- What is needed -
From the passage on political vigilante groups below, list every social vice it says these groups turn to in order to survive.

National security would break down and people will soon be filled with fear, which would result in chaos and pandemonium among the populace if the government does not rein these groups in and that national security should expound the efforts taken by government in protecting and enhancing the traditional relations and values, which bond together and promote harmony among individuals in the state.
However, with activities of political vigilante groups creating fear and panic in society, it becomes very difficult for people to socialize together in some parts of the country where these groups reside. Things even become worst when several hours or days of curfew are imposed to curtail the rights of citizens to restrict their movement, in attempt to control the menace created by political vigilante groups in the country.
Subsequently, such situations could result in loss of some social values and human relations which could affect the cultural identities and personalities of citizens within the country, this being that, humans, as sociable as we are, need each other to survive, so our human relations should not be intentionally or deliberately curtailed or restricted in any way or manner without any justification by law.
Some experts are of the view that when vigilante groups are used by politicians to win elections and thereafter do not take care of them, they may form alliances with international or larger terrorist groups which will pose more threats to the national security objectives of the country.
Vigilante groups have become dominant in Ghana’s political system and over the period, the groups are gradually increasing and becoming powerful, simply because they have not been sanctioned. Such situations could instigate vigilante groups to yearn for more global or sub-regional attention and publicity by forming alliance with larger or international terrorist groups.
Citing Nigeria’s Boko Haram as an example, His Excellency Mohammed Ibn Chambas of the African Union in 2016 revealed that, the Boko Haram terrorist group begun as a small vigilante group which was not contained at its initial stages, until it grew to become a very large and deadly group, having alliance with the most dangerous terrorist group in the world today (ISIS). Therefore, Ibn Chambas was of the view that, he fears civil unrest could ensue in a country if political vigilante groups are allowed to operate.
Beyond the distrust that political parties have of state security, it shows that the state is ineffective in protecting them; thus the same mindset is handed down to these vigilante groups, who have become monsters created and set loose by various political parties.
If at any point in time a group of young men in a political party takes the laws into their hands so as to get the attention of their paymasters, it portrays one thing – that there is break down of law and order, which is absolutely important to the holistic development of every nation. No nation has ever developed in an atmosphere of lawlessness, disorderliness and chaos.
The law enforcement agencies would then lose control if action is not taken against these vigilante groups as quickly as possible, as the authority of the security agencies would be undermined as they would be perceived as ineffective, which renders Ghana as a fertile ground for international terrorists groups to penetrate.
Vigilante groups are the beginning of organized crime as they turn to social vices such as armed robbery, ritual killings, kidnapping, etc to survive. The government might also spend a lot of money on security personnel in a bid to control these groups. All in all, vigilantism, whether political or otherwise is not good for a nation, if allowed to proliferate unchecked. It hinders the democratic process, creates chaos and fear, undermines the authority of government and law and enforcement agencies and creates an unhealthy atmosphere in a country.
An issue is properly securitized when the securitizing actor or agent presents it as a threat to the referent’s existence and this is accepted by a defined group of persons. It is the acceptance of this threat by the targeted audience that moves an issue above the normal range of politics, allowing the use of emergency measures which transcend normal processes and rule and are classified as extraordinary means.

- Available data -
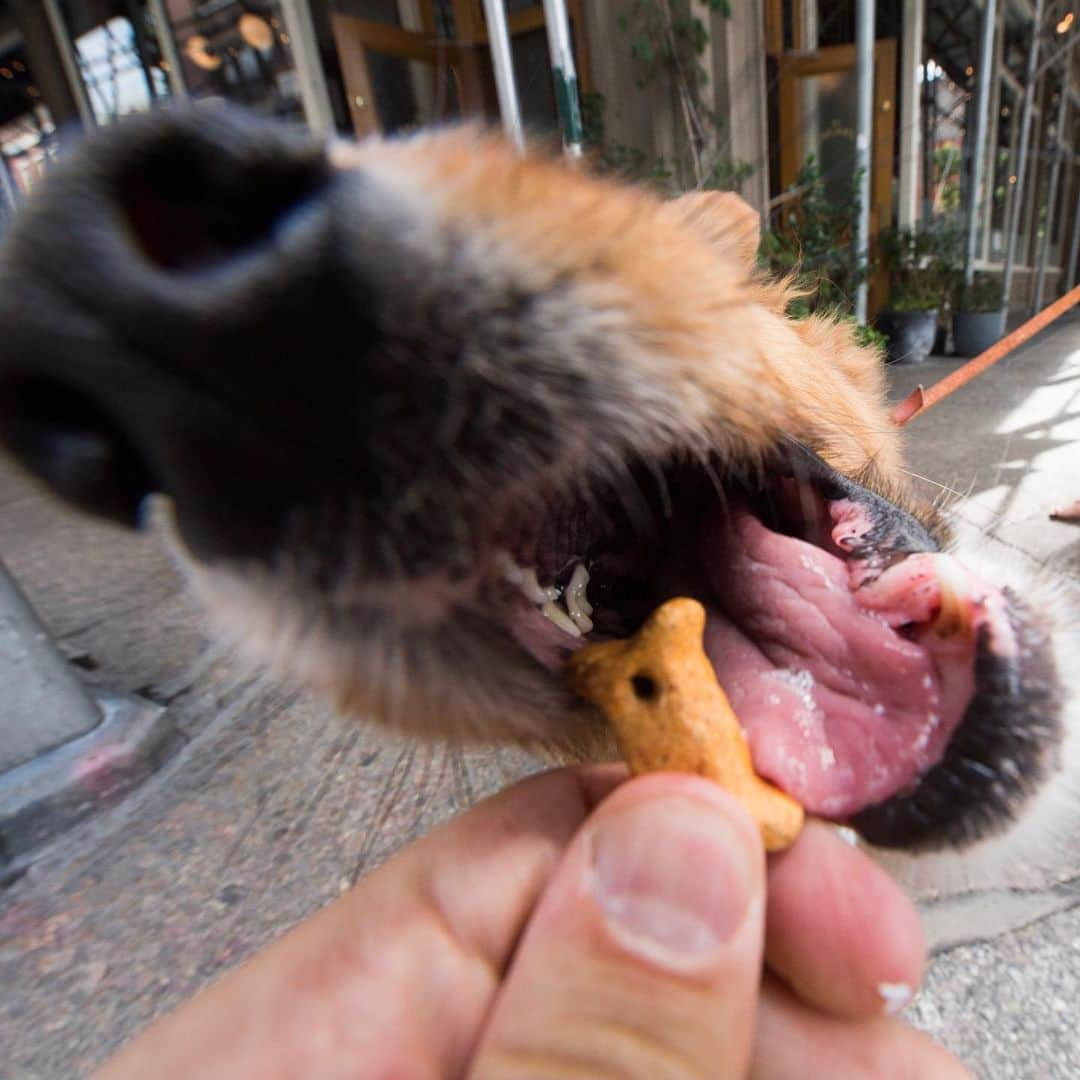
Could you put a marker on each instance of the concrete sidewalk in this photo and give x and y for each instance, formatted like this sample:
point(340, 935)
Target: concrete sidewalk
point(273, 807)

- Answer to the problem -
armed robbery, ritual killings, kidnapping